Pointing dataset rows:
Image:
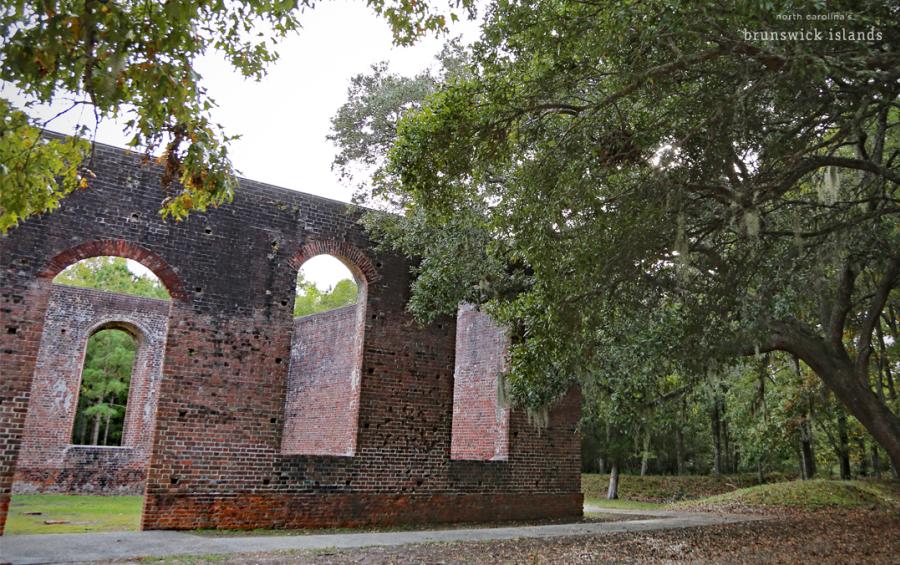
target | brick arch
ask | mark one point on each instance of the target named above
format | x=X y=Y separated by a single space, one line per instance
x=119 y=323
x=351 y=256
x=118 y=248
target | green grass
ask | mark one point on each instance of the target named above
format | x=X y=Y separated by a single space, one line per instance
x=669 y=488
x=82 y=513
x=815 y=494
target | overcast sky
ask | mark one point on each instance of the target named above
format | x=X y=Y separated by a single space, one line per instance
x=283 y=120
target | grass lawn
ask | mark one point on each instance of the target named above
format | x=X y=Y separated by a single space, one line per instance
x=811 y=495
x=28 y=514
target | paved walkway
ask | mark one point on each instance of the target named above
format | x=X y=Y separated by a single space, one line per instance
x=69 y=548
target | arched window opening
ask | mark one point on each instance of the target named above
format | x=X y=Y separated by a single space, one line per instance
x=105 y=383
x=324 y=283
x=322 y=402
x=113 y=274
x=480 y=428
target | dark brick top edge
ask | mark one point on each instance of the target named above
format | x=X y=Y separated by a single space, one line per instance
x=153 y=302
x=253 y=185
x=325 y=312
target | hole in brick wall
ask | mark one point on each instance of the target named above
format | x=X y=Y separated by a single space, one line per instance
x=329 y=323
x=109 y=273
x=109 y=357
x=480 y=423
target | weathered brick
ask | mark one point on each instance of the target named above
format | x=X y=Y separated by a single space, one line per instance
x=217 y=450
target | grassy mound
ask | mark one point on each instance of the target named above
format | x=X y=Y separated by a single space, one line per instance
x=72 y=514
x=815 y=494
x=668 y=488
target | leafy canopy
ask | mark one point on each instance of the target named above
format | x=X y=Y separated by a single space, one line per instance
x=621 y=161
x=135 y=60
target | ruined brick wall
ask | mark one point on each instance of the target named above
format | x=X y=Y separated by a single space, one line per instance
x=48 y=462
x=480 y=420
x=216 y=457
x=323 y=384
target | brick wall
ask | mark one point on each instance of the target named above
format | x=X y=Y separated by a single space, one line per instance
x=480 y=421
x=217 y=448
x=322 y=401
x=48 y=462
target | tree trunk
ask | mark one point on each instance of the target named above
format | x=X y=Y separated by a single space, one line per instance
x=645 y=452
x=838 y=373
x=613 y=492
x=679 y=451
x=106 y=431
x=728 y=461
x=843 y=446
x=863 y=460
x=876 y=462
x=807 y=456
x=95 y=436
x=82 y=428
x=717 y=439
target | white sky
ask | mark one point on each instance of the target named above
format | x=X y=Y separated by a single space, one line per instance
x=284 y=118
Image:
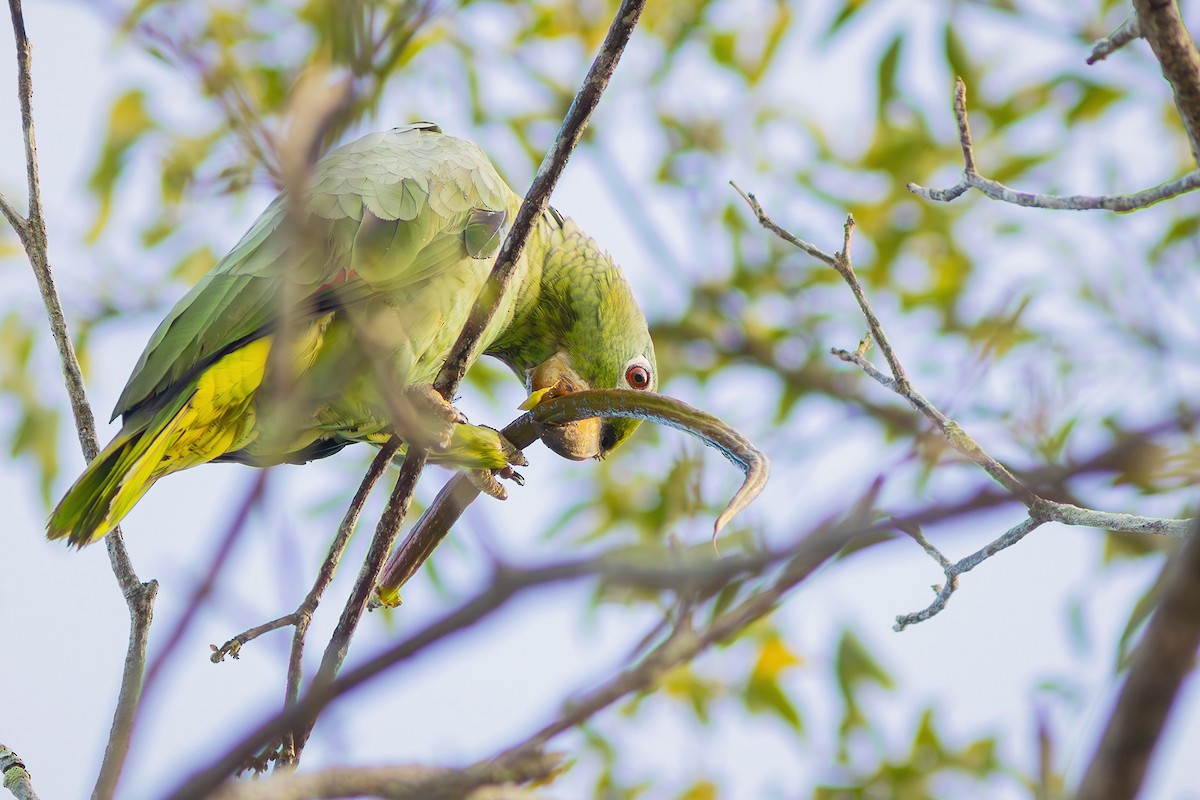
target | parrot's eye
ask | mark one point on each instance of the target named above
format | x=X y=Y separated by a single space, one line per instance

Task
Write out every row above word for word, leaving out the pictures.

Solution for this problem
Image:
target | brick arch
ask | mark one point on each instance of the target named above
format | x=X y=Y separated by a single space, one line per instance
x=119 y=323
x=351 y=256
x=118 y=248
target | green grass
ask | mark one point on each instance of the target named above
format | x=X y=Y separated by a single space, one line per instance
x=669 y=488
x=82 y=513
x=815 y=494
target | overcast sky
ask | mark one point on each instance of the target named above
format | x=X y=Y separated by a single space, one line per instance
x=283 y=120
target | grass lawn
ask | mark one point on each instance of the target named above
format | x=X y=Y separated by a single space, one line per instance
x=811 y=495
x=28 y=514
target | paved walkway
ask | mark one point on each instance of the target named above
format | x=X y=Y separated by a single space, one line per instance
x=69 y=548
target | arched window opening
ask | mark one point on each instance of the target named above
format | x=X y=Y separated by a single space, one line per instance
x=105 y=383
x=324 y=283
x=322 y=402
x=113 y=274
x=480 y=428
target | dark brick top edge
ask | mark one point on each instance of the target named above
format | x=X y=Y separated by a single space, one line per instance
x=153 y=302
x=253 y=185
x=325 y=312
target | hole in brick wall
ask | mark one point on each instance of the target named above
format | x=X y=Y separated by a single space, one line per instance
x=329 y=323
x=109 y=273
x=109 y=357
x=480 y=423
target | weathered brick
ask | mark one point on each instance of the target named above
format | x=X y=Y separated by a single space, one line per instance
x=217 y=450
target | grassy mound
ask | mark one point on each instance of the target named above
format | x=X y=Y separated by a single space, one line per instance
x=72 y=514
x=815 y=494
x=668 y=488
target | leafy canopy
ask | mark one point on each instance of the target named above
format | x=X y=Y separated by a single space, one line per instance
x=621 y=161
x=135 y=60
target | ruined brick wall
ask | mark one point on each instance of the target named above
format | x=X y=Y separated by a single space, one line per instance
x=48 y=462
x=480 y=420
x=216 y=457
x=323 y=384
target | brick wall
ask | mark one point on each instance of the target named above
format | x=X y=Y separated by a single space, one line per instance
x=480 y=421
x=217 y=448
x=322 y=401
x=48 y=462
target | tree trunk
ask | mark one point on each instance of the target named above
format | x=X y=Y separated by a single space, one line per instance
x=645 y=452
x=838 y=373
x=613 y=492
x=679 y=451
x=106 y=431
x=728 y=461
x=843 y=446
x=863 y=460
x=876 y=462
x=807 y=456
x=95 y=436
x=82 y=428
x=717 y=439
target | white sky
ask | mark one point on each instance of the target named above
format | x=X y=Y separated by a single space, one line per instance
x=284 y=118
Image:
target | parrot's eye
ask | mark one point on each instance of the target named above
format | x=X y=Y separated by a single space, one line per instance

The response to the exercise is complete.